Your objective:
For the listing that follows, give again exactly the lines from the one with "Where can the large" to the one with "Where can the median", including both.

*** Opening Source information ***

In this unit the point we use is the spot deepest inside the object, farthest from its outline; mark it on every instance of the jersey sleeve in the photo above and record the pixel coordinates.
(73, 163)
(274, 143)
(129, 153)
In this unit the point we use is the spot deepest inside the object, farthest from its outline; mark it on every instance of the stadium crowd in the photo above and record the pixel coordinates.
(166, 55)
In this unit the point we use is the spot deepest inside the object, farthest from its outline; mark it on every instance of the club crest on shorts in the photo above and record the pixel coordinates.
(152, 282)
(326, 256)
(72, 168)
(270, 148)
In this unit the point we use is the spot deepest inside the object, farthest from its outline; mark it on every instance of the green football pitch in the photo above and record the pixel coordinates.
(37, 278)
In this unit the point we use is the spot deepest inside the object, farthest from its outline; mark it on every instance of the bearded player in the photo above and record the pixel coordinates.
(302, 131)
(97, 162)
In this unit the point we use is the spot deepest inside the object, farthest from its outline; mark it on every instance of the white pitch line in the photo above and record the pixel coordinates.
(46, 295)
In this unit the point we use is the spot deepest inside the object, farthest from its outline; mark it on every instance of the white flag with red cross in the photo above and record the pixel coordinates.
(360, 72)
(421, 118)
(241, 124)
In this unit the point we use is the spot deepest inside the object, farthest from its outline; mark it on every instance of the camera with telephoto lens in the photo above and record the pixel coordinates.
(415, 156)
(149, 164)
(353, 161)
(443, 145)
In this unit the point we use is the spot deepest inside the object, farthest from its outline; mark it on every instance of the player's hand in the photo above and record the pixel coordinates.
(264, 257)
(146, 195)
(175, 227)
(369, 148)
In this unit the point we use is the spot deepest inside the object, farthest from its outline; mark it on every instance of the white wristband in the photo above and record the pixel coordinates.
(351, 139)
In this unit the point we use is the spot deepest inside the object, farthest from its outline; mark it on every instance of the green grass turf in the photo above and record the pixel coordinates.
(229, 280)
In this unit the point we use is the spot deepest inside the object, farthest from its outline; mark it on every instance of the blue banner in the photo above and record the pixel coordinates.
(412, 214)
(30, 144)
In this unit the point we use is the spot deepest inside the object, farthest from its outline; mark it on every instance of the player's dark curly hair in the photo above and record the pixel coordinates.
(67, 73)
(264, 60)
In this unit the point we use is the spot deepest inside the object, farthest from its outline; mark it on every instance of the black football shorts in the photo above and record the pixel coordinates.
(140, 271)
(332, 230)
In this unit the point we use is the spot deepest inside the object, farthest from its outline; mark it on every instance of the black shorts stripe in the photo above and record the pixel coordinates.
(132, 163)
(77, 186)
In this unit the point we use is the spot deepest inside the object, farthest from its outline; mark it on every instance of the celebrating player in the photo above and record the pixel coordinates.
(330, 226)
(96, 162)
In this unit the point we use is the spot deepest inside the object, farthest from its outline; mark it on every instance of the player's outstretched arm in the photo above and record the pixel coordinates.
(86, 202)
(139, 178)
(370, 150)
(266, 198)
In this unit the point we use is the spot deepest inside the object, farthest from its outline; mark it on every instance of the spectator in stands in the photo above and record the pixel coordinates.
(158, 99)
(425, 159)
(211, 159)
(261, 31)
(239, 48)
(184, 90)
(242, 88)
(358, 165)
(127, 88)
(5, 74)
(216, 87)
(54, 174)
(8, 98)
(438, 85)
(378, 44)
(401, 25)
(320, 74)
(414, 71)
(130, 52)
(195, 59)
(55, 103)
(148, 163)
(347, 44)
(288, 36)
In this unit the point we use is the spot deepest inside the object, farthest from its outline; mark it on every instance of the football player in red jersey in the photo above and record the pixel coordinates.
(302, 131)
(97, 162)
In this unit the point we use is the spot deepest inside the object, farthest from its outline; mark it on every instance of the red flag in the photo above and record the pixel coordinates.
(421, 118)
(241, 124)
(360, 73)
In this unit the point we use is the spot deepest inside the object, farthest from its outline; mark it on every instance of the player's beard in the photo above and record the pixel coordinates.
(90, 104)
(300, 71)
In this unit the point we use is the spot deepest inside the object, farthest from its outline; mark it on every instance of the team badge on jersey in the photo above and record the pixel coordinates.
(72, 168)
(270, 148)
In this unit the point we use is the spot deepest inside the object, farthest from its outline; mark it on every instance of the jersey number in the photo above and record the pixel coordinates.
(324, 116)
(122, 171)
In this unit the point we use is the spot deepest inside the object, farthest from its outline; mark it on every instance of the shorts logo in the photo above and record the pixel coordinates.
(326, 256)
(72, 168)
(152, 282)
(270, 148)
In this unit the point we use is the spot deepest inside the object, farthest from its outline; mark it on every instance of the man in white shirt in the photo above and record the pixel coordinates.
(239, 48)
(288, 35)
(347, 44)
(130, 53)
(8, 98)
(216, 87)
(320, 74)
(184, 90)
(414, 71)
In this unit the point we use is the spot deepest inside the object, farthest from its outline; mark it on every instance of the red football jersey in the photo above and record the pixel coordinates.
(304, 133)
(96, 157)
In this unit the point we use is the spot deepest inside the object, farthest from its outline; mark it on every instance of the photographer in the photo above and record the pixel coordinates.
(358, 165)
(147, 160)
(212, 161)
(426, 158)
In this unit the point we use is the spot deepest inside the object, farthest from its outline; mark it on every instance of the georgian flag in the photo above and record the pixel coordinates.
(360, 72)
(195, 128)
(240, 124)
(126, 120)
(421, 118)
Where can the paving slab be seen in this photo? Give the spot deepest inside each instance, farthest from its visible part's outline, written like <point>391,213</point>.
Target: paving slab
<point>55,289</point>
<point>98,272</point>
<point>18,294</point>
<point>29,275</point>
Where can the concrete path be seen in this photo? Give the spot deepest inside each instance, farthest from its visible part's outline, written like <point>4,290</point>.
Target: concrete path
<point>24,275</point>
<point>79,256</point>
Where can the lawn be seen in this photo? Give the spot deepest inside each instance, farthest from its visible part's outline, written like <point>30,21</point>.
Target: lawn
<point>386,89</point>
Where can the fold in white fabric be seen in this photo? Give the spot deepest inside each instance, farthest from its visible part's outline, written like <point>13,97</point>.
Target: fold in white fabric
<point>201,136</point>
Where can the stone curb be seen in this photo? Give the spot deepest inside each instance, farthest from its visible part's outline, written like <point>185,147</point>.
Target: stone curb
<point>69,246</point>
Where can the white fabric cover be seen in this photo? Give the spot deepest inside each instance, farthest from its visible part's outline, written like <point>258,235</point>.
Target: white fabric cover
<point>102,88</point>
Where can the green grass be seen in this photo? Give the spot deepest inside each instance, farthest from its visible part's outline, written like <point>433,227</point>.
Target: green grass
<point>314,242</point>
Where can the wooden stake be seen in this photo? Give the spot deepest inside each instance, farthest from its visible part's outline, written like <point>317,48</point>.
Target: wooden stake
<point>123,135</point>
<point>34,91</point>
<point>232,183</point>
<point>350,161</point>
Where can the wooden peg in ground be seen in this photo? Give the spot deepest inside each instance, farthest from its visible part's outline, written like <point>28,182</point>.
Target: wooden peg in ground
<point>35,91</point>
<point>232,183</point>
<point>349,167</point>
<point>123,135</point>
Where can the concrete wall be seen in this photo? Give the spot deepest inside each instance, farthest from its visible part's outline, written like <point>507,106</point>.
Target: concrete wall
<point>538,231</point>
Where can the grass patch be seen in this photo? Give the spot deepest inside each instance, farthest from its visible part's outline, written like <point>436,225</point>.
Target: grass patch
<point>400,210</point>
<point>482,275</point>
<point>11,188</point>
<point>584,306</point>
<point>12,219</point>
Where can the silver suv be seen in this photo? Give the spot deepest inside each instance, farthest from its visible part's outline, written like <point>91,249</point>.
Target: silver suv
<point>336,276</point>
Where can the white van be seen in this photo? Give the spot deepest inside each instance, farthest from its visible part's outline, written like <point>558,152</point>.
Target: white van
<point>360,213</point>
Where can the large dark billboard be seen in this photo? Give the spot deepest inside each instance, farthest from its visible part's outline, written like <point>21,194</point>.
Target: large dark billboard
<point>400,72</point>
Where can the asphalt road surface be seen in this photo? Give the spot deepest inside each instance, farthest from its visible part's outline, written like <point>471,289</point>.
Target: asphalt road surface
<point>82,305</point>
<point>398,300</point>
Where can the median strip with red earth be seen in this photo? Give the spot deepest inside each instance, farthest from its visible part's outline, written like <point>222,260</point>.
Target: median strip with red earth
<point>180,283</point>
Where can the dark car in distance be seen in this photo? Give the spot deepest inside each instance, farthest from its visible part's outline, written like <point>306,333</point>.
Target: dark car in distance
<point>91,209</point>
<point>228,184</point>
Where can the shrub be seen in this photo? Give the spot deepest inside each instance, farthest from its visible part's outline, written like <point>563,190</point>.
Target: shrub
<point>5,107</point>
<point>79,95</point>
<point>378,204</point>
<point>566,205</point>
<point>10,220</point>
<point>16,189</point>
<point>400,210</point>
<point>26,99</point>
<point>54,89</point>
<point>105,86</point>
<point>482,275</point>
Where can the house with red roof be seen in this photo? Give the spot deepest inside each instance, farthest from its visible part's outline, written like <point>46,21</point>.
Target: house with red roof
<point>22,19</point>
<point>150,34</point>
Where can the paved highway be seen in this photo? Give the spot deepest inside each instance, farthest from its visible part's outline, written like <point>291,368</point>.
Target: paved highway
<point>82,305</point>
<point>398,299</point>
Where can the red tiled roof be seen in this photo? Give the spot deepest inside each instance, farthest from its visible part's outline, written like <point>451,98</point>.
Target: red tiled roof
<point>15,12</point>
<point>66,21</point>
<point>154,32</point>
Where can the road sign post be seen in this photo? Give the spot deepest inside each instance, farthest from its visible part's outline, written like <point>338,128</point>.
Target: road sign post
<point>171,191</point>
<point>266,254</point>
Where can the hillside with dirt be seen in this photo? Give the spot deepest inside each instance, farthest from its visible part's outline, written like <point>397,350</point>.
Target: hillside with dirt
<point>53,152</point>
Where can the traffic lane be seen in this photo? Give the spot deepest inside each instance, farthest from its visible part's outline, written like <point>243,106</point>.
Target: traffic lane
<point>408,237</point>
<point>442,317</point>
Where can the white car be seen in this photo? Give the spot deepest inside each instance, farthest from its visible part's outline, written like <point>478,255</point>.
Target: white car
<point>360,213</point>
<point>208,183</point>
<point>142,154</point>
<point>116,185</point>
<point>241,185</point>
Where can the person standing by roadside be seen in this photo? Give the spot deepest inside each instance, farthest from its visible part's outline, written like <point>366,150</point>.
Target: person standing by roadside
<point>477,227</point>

*** Closing Source information ***

Result:
Where can the large dark billboard be seen in this photo? Give the spot deepest inside each instance, farthest from its visible part's outline, written like <point>21,194</point>.
Target: large dark billboard
<point>400,72</point>
Where can the asphalt road surface be seen in this photo? Give the spot deepest inside each instance, farthest from its visible part's outline, written like <point>471,289</point>.
Target: asphalt road surface
<point>82,305</point>
<point>398,300</point>
Where can the median strip with red earth be seen in this photo? Give the spot deepest inside each instance, farthest from its visible part's outline, written like <point>222,260</point>.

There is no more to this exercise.